- [Trecho fornecido]:

= = =

CLARISSA PINHEIRO: Olha, eu não me considero uma pessoa medrosa. Eu me considero uma pessoa cautelosa, atenta aos movimentos na rua, que procura não dar vacilo. Isso eu aprendi em Recife, uma cidade com uma alta taxa de criminalidade. Quando eu fui para o Canadá, considerado um dos países mais seguros de se viver, eu relaxei. E naquele cenário de casinhas todas arrumadas eu nem me dei conta de que tinha alugado um quarto em um dos bairros mais perigosos de Vancouver.

Me lasquei. Mas tudo a gente leva de aprendizado, né? Talvez isso já fosse um exercício para o futuro que me aguardava aqui no Rio de Janeiro.

Mas a violência, se você for parar pra pensar, está em todos os lugares do mundo. Alguns mais, outros menos. É preciso andar atento e se precaver de todas as formas. Infelizmente esse é o mundo em que a gente vive.

MORTE SEM TABU: Seu papel como Penha, na novela Amor de mãe, teve muito destaque. Como foi interpretar uma personagem que tem a vida transformada, acaba virando uma rainha do crime e matando o ex parceiro?

CLARISSA PINHEIRO: É engraçado porque a Penha, mesmo tendo cometido vários crimes, tinha a empatia do público. Ela foi uma espécie de anti-heroína na trama. E foi muito legal poder dar vida a uma personagem com aquela trajetória.

Do coração partido ao mundo do crime.

Penha me fez percorrer por diversas emoções: submissão, traição, abandono, luto, vingança, paixão, ganância, poder, medo, amor, envolvimento homossexual, plenitude. Foi uma jornada linda de se percorrer. Acho que da mesma forma que eu, enquanto atriz, criei empatia por cada etapa vivida pela personagem, o público também foi se envolvendo naquele novelo de sentimentos que foi a vida da Penha na novela. Eu sou apaixonada por essa mulher.

Os atores e atrizes Enrique Diaz, Sara Vidal, Clarissa Pinheiro e Miguel Venerabile caracterizados como seus personagens da novela Mar do Sertão
Clarissa Pinheiro como Tereza, em foto com os atores Enrique Diaz e Miguel Venerabile e a atriz Sara Vidal, da novela Mar do Sertão - Arquivo pessoal


MORTE SEM TABU: Atualmente, você está no ar na novela das 18h Globo, "Mar do Sertão", que termina esta semana. Muitos episódios da Tereza ganharam o coração do público, especialmente quando a fome foi abordada. Como eram os sentimentos da Clarissa nas gravações dessas cenas que representam um Brasil tão real, tão atual?

CLARISSA PINHEIRO: As cenas escritas pelo Mário Teixeira e toda sua equipe tocam em questões tão profundas, que vão na ferida do nosso país, e sem agressividade, sem apontar o dedo, é com o exemplo. O exemplo dado por Tereza e sua família, com gestos grandiosos como dividir um prato de sopa com quem precisa. O coração da Tereza é tão grande, tão generoso e justo, que emociona a gente. Porque estamos carentes de gestos assim, porque o egocentrismo, a ganância, a falta de preocupação com o próximo nos fazem, por vezes, pensar que a nossa humanidade está perdida.

= = =

- [Dados guardados]:
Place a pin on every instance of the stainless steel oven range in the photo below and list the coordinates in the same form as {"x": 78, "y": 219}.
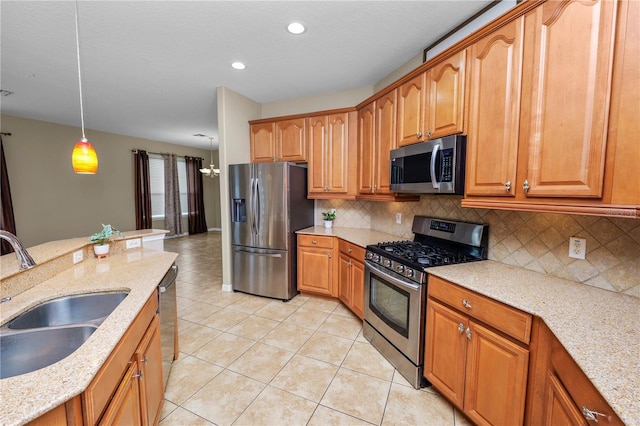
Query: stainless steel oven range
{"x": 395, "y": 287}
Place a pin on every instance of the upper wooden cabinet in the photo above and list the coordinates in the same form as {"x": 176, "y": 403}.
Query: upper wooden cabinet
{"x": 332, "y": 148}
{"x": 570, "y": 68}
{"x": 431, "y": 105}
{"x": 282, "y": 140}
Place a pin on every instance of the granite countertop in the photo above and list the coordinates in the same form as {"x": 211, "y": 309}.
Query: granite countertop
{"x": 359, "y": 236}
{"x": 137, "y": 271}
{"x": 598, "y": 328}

= = =

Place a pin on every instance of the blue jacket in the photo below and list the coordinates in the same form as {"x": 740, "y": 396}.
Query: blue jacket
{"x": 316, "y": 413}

= = =

- [Objetivo do exercício]: Reproduza, sem mudar nada, a parte da entrevista com Clarissa Pinheiro que vai de "Me lasquei. Mas" até "o ex parceiro?". As linhas não são necessárias aqui.

- [Problema resolvido]:
Me lasquei. Mas tudo a gente leva de aprendizado, né? Talvez isso já fosse um exercício para o futuro que me aguardava aqui no Rio de Janeiro.

Mas a violência, se você for parar pra pensar, está em todos os lugares do mundo. Alguns mais, outros menos. É preciso andar atento e se precaver de todas as formas. Infelizmente esse é o mundo em que a gente vive.

MORTE SEM TABU: Seu papel como Penha, na novela Amor de mãe, teve muito destaque. Como foi interpretar uma personagem que tem a vida transformada, acaba virando uma rainha do crime e matando o ex parceiro?